[BEGIN Data extract]
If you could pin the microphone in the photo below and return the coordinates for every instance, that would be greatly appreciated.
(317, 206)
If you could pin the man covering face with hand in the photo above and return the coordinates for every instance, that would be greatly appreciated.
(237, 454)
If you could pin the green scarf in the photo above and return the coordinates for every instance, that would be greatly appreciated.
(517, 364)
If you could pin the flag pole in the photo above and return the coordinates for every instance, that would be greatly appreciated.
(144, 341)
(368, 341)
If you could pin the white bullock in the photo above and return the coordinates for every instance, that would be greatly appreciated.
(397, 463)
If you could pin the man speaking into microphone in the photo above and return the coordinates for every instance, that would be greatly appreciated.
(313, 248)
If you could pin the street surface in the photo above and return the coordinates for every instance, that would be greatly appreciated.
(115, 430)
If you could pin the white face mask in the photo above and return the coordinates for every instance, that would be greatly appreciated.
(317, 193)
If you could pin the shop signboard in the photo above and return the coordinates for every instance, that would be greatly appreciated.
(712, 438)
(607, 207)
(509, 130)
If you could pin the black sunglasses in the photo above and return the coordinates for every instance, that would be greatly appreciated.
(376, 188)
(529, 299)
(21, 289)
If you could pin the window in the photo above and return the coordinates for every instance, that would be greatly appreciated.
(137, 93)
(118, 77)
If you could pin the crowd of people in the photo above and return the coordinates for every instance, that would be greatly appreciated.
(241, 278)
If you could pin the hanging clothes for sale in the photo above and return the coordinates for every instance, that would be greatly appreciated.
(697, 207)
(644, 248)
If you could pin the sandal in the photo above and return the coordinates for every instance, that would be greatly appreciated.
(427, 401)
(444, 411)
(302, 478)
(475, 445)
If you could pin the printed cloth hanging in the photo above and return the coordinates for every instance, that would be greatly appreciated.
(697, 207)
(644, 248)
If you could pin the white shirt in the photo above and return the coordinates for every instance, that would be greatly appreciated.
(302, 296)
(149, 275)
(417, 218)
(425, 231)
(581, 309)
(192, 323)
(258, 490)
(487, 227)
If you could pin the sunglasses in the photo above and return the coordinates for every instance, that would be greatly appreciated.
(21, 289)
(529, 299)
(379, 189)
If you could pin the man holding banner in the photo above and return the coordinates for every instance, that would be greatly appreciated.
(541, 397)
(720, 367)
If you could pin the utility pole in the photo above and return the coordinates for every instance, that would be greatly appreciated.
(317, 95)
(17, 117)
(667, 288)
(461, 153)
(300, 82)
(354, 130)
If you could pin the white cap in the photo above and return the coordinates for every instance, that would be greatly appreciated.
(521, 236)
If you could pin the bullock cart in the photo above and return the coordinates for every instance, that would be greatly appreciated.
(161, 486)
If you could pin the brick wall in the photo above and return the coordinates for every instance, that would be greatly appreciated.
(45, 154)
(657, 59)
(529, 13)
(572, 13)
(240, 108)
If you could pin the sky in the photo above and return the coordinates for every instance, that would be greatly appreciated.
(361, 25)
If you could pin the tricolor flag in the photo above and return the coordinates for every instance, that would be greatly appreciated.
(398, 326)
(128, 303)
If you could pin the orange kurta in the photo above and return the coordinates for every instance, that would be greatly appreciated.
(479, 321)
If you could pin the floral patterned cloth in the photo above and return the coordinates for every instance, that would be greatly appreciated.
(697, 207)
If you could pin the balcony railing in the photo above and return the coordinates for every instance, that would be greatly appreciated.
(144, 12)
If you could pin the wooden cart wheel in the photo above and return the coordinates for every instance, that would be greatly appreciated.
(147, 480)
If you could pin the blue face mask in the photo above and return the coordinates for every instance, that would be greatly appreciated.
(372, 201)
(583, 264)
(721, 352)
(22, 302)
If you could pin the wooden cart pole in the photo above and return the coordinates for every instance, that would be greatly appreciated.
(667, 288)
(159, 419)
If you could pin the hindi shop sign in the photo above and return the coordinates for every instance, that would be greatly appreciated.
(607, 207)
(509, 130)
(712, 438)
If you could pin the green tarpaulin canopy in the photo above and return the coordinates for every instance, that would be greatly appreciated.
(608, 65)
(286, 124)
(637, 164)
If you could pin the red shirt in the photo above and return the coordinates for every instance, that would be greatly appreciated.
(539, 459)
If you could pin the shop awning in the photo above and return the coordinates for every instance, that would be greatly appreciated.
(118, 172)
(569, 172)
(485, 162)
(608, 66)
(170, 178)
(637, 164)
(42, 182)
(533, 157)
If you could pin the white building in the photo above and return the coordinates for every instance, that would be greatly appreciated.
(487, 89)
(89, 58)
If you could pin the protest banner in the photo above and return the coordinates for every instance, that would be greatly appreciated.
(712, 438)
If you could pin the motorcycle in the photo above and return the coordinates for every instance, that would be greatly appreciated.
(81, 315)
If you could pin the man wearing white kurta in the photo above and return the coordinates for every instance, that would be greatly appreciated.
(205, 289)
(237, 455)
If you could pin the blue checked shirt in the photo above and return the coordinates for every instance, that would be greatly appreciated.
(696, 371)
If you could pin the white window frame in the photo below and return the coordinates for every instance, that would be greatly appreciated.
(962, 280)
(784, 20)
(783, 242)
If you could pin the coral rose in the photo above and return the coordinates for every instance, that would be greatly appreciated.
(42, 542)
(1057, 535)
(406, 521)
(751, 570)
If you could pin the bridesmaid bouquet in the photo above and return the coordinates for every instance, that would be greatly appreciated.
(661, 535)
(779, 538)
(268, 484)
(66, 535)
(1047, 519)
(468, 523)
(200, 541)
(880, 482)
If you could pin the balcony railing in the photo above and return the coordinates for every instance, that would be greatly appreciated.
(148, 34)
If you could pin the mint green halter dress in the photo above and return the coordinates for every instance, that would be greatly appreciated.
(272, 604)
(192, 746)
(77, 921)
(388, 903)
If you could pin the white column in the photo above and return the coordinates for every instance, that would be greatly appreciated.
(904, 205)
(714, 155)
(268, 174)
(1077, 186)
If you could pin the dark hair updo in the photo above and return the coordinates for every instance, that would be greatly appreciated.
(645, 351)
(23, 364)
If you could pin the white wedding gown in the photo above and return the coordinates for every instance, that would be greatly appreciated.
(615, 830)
[END Data extract]
Instruction
Print the whole listing exactly as it is.

Task response
If you could pin the microphone in the photo below and return the coordinates for every instance, that would be greatly appreciated.
(317, 206)
If you could pin the man covering face with hand in the photo above and return the coordinates for every instance, that would be greatly appreciated.
(237, 454)
If you could pin the green scarf in the photo above and return the coordinates for every instance, that would be greatly appreciated.
(517, 364)
If you could pin the flag pole in the photo above and return the coordinates for every instance, that would be greatly appreciated.
(144, 341)
(368, 341)
If you could pin the white bullock in the photo above and return the coordinates for every instance, that would be greatly appreciated.
(397, 463)
If you could pin the man speaking into microphone in the photo above and return the coordinates for every instance, that would be greatly appreciated.
(313, 248)
If you could pin the street surface in the photo above and return the coordinates for every instance, that would be greatly appreciated.
(115, 430)
If you could pin the white face mask in the photo above and return the coordinates for every instance, that would be greatly appreciated.
(317, 193)
If you could pin the shop signboard in the photo above and return the coordinates for every instance, that would be greatly appreciated.
(712, 438)
(607, 207)
(509, 130)
If you could pin the black sunglasses in the photo above and return the coordinates for every instance, that would be greatly appreciated.
(376, 188)
(529, 299)
(21, 289)
If you could pin the window in the photo above and return the coordinates for every instance, that would be greatly appreciated.
(137, 93)
(118, 77)
If you could pin the crowd of people in the photo above and return the coordinates for every instance, that would be greatly appreciated.
(241, 278)
If you could pin the hanging clothes for sale in the photo above and return the coordinates for every instance, that would be greatly appreciated.
(697, 207)
(644, 248)
If you could pin the sandal in the photo above and return the coordinates for every instance, that would be greatly appreciated.
(427, 401)
(444, 411)
(302, 478)
(475, 445)
If you could pin the printed cloth hanging in the photo above and return the coordinates for every instance, that would be greatly appreciated.
(697, 207)
(644, 248)
If you could pin the white shirt in the photo above and return the coordinates for every instance, that would be greatly appreciated.
(302, 296)
(149, 275)
(417, 218)
(425, 231)
(581, 309)
(192, 323)
(258, 490)
(487, 227)
If you could pin the sunglasses in the photo above and return the coordinates for every instance, that would be greatly appreciated.
(21, 289)
(529, 299)
(379, 189)
If you could pin the man holding banner in the photo above and return the coordinates for every instance, that would be greatly appreciated.
(541, 397)
(720, 367)
If you could pin the utility pole in the photo above and return the coordinates for every instance, that would be greatly appreciated.
(317, 95)
(17, 117)
(667, 288)
(461, 153)
(300, 82)
(354, 130)
If you could pin the white cap in the photo above and return the coordinates for every instance, that would be greatly appreciated.
(521, 236)
If you could pin the bullock cart in the photo above and return the coordinates for every instance, that would be greatly appreciated.
(161, 486)
If you could pin the brick wall in the photo above and return the coordinates for every instance, that would be greatly appreciated.
(45, 154)
(657, 59)
(529, 13)
(572, 13)
(240, 108)
If you could pin the sky in the photo above and return the coordinates for every instance, that would be greatly appreciated.
(361, 25)
If you could pin the tricolor flag in the photo above and return the coordinates for every instance, that would be greatly appreciated.
(398, 326)
(128, 303)
If you could pin the orange kurta in the photo above and return the coordinates for every instance, that would be greatly appreciated.
(479, 321)
If you could pin the floral patterned cloth in the photo above and return the coordinates for every instance, that would be greatly appreciated.
(697, 207)
If you could pin the balcony railing in the photo above and return the coordinates for every instance, that would be greatly appreciated.
(144, 12)
If you could pin the wooden cart wheel in the photo above and return the coordinates for every instance, that would be greatly appreciated.
(147, 480)
If you could pin the blue face mask in the photo above and return the coordinates for every instance, that would be greatly appreciated.
(372, 201)
(583, 264)
(721, 352)
(22, 302)
If you could pin the wooden cart pole in the photo above and return the coordinates for every instance, that would be greatly appreciated.
(667, 288)
(159, 419)
If you could pin the hindi shop sign in the photo above and return the coordinates for every instance, that would be greatly appreciated.
(607, 207)
(509, 130)
(712, 438)
If you could pin the green tarpaulin canopy in the photo above and return the coordinates for every instance, that would be greatly appreciated.
(608, 65)
(286, 124)
(637, 164)
If you could pin the red shirt in the photo above and return the coordinates for every instance, that would be greatly appreciated.
(539, 459)
If you could pin the shop awning in the photo above and return the coordinates for every instance, that would be greatly appreciated.
(118, 172)
(569, 172)
(485, 162)
(608, 66)
(170, 178)
(637, 164)
(42, 182)
(533, 157)
If you could pin the white building in the photo above and return the coordinates for every instance, that would be greatly appreciated.
(487, 89)
(89, 58)
If you could pin the protest banner in the photo above and return the coordinates for every instance, that would be greatly appreciated.
(712, 438)
If you could pin the motorcycle in the photo above and return the coordinates for every instance, that would be greatly appreciated.
(81, 315)
If you could pin the man wearing white kurta in the photo above and return the coordinates for every instance, that would be greatly appreciated.
(205, 289)
(237, 455)
If you could pin the blue checked shirt in the photo above and return the coordinates for every instance, that would be greatly appreciated.
(696, 371)
If you could pin the white window frame in the photo below and return the coordinates for every instance, that would be greatly appreciated.
(962, 280)
(784, 20)
(783, 242)
If you could pin the coral rose in the photo above and return the coordinates for every instance, that would be greatly appreciated.
(42, 542)
(1057, 535)
(406, 521)
(751, 570)
If you could pin the bridesmaid bouquet in the photo above and return the coordinates for every instance, that would be greatly appreciated.
(661, 535)
(779, 538)
(268, 484)
(66, 535)
(1047, 519)
(468, 523)
(200, 541)
(880, 482)
If you could pin the balcony railing in the photo above and return the coordinates for every instance, that would be greatly appreciated.
(148, 34)
If you could pin the mint green halter dress in the photo above and return the coordinates for every instance, that would be greatly appreciated.
(272, 604)
(192, 746)
(77, 921)
(388, 903)
If you could pin the white column in the photo above and return the coordinates for every instance, that would be greatly appreciated.
(904, 205)
(714, 155)
(268, 174)
(1077, 186)
If you could pin the dark hair updo in the photo above and return the coordinates for every instance, that would be greatly appreciated.
(645, 351)
(23, 364)
If you could pin the white wedding gown in the photo above and return the coordinates for every instance, that would be greatly appreciated.
(615, 830)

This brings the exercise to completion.